#### Aim:
Add 16 to every box coordinate in the answers, and write out each line from the line with "Challenge: I say the car taillight" to the line with "[280,0,361,329]", with both ends included and the challenge lines repeated unchanged. Give only those lines.

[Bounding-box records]
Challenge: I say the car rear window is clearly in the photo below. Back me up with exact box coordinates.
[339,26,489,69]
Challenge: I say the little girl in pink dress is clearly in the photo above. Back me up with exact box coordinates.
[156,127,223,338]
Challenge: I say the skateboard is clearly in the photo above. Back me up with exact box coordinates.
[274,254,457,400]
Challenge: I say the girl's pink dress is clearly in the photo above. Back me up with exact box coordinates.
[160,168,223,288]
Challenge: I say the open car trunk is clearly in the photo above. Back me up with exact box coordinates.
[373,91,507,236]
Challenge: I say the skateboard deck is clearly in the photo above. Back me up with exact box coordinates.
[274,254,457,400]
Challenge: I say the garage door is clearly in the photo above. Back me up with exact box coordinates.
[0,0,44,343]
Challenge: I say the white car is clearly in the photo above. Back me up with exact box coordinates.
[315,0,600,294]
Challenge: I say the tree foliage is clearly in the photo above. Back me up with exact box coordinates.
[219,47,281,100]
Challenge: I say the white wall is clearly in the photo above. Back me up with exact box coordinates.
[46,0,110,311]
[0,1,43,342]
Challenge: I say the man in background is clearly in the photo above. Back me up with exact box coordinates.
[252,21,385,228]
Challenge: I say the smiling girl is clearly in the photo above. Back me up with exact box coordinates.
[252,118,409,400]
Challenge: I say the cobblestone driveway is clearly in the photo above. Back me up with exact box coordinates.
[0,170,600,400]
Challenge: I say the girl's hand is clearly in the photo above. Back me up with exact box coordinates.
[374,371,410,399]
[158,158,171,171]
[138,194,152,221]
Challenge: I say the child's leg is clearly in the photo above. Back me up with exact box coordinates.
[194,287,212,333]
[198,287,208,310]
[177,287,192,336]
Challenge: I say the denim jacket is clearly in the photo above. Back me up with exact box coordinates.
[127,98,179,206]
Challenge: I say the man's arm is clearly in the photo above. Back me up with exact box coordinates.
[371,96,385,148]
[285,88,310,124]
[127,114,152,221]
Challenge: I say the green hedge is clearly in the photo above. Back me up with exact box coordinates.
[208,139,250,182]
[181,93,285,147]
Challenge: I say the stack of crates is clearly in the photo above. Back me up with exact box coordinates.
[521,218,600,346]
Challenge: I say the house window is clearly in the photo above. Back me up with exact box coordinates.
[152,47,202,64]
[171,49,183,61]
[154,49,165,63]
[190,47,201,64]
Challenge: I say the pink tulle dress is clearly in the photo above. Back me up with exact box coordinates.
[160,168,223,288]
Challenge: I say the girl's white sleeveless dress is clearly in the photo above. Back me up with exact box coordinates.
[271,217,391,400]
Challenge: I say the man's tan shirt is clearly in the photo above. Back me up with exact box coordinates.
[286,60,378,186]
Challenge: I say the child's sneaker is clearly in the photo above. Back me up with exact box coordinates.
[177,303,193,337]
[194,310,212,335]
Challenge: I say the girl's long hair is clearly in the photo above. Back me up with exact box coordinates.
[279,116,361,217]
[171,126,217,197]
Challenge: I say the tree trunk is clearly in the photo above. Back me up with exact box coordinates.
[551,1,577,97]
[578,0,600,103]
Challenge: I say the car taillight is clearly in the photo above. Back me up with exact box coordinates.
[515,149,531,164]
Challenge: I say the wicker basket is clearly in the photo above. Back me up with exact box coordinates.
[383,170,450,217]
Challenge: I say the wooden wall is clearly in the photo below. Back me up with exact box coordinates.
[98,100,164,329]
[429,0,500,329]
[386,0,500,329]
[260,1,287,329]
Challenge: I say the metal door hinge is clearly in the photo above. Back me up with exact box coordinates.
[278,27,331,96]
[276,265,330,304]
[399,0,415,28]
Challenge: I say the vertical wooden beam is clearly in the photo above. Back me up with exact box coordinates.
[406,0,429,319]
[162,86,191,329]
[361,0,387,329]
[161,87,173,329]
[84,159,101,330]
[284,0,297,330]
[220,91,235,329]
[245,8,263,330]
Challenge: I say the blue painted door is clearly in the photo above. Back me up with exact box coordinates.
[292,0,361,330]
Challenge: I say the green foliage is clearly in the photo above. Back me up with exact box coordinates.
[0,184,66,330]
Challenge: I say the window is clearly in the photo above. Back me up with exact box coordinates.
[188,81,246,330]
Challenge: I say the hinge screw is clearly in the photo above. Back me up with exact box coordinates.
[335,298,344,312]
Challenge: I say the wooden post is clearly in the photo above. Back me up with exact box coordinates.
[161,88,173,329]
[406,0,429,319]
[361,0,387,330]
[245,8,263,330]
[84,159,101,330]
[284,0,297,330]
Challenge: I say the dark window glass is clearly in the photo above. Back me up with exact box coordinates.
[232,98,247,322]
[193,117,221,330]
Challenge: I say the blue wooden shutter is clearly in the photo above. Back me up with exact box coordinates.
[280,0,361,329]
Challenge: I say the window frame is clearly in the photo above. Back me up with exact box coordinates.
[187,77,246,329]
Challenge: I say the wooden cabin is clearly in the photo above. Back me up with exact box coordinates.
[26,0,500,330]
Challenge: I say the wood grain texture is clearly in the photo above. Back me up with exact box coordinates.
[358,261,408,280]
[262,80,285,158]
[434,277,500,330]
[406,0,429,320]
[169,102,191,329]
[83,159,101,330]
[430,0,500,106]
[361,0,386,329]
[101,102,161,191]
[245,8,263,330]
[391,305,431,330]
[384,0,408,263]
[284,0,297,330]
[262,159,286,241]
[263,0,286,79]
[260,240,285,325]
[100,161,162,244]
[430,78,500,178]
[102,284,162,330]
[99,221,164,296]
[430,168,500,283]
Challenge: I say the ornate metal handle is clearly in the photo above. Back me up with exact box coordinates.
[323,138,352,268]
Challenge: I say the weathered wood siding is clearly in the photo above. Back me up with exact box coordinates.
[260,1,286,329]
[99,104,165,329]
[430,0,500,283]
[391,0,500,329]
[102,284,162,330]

#### Result below:
Challenge: I say the car taillight is clearly in the photo above. Back me up with exact box coordinates.
[531,165,547,180]
Challenge: I say the wicker basket is clearly in the photo above. Back me up with exact box coordinates.
[399,186,466,233]
Challenge: I say the wooden wall is clearly in the photo below. Back me up with exact box coordinates.
[114,116,180,345]
[445,16,516,345]
[402,16,516,345]
[276,17,303,345]
Challenge: I say the metal door hinge is clearly in the photo above. Back me up with exact box coordinates.
[294,43,347,112]
[292,281,346,320]
[415,16,431,44]
Challenge: I say the vertical wooden beam is clearly in the photo above. Back me up with exact box coordinates.
[422,16,445,335]
[178,102,207,345]
[377,16,403,345]
[177,103,189,345]
[100,175,117,346]
[300,16,313,346]
[236,107,251,345]
[261,24,279,346]
Challenge: I say the blue painted door is clearly in the photo above. Back me up with exact box coordinates.
[308,16,377,346]
Challenge: I say the green foliage is clearly in the photo above. Back me up with exact box coordinates.
[16,200,82,346]
Challenge: I say the window is clearly in the photo above. Back me up with exact box coordinates.
[204,97,262,346]
Challenge: I say the hinge screw is clearly in the photo above. Back me up with exact box coordinates.
[351,314,360,328]
Challenge: I say the wooden post is clearly in the photo above. Back me up with exact box coordinates.
[177,104,189,345]
[422,16,445,335]
[377,16,403,346]
[261,24,279,346]
[100,175,117,346]
[300,16,313,346]
Challenge: I say the dark window glass is clearly in the photo above. Back me up with exact box coordinates.
[248,114,263,338]
[209,133,237,346]
Challenge: I say the blue wooden shutter is clearly in the photo above. Back me up with exact box coordinates.
[296,16,377,345]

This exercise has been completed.